→ **Directions for this task**
Leave out all pictures while you copy the lines exactly from the one with "Q: In the photo above, mark the golf club with" through the last line of the listing.

→ **Study material**
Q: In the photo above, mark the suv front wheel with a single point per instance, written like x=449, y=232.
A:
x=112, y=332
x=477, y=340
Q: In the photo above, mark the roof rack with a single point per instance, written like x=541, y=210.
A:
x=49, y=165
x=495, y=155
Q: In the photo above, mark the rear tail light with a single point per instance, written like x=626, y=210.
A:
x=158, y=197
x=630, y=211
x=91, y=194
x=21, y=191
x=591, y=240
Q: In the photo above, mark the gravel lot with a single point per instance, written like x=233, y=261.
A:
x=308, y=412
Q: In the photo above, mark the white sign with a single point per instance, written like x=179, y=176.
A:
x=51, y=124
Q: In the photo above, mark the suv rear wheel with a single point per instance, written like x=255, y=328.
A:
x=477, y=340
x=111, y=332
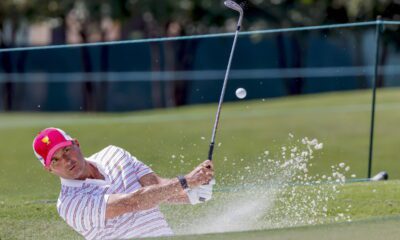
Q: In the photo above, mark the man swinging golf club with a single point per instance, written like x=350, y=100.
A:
x=111, y=194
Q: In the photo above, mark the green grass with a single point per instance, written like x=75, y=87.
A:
x=247, y=128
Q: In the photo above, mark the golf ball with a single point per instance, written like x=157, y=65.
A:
x=241, y=93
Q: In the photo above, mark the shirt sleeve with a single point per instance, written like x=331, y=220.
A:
x=83, y=211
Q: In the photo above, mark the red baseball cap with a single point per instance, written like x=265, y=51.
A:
x=47, y=142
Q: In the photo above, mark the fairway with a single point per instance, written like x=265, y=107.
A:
x=172, y=141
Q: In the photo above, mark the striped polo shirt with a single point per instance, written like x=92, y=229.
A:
x=82, y=204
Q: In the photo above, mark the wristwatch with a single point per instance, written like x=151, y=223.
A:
x=183, y=182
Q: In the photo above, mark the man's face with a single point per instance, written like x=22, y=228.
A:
x=68, y=162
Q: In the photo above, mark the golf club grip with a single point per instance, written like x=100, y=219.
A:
x=210, y=151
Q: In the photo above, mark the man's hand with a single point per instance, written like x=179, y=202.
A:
x=200, y=194
x=201, y=175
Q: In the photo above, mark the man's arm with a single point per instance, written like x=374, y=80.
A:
x=151, y=196
x=152, y=179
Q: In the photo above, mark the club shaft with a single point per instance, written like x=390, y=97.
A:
x=221, y=99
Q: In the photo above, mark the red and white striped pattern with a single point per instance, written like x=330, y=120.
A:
x=82, y=204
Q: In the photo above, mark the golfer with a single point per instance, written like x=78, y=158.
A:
x=111, y=194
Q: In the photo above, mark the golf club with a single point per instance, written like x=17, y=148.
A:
x=232, y=5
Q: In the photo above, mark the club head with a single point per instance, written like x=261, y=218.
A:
x=233, y=5
x=380, y=176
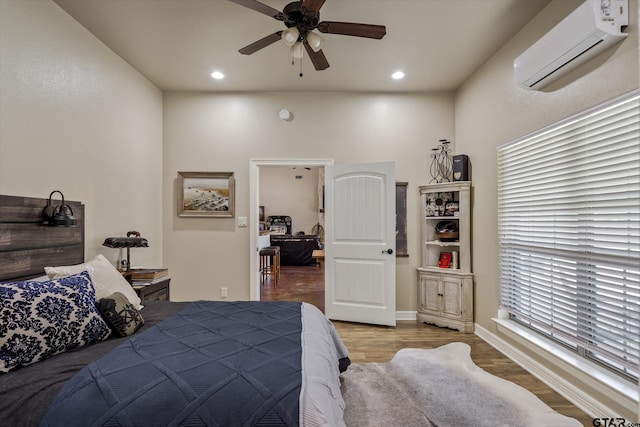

→ **Expected answer**
Q: In the photo above, mark the golf club with a single point per instance, written like x=17, y=148.
A:
x=232, y=5
Q: In the photo above, mark the club head with a single point per instance, written like x=261, y=218.
A:
x=233, y=5
x=380, y=176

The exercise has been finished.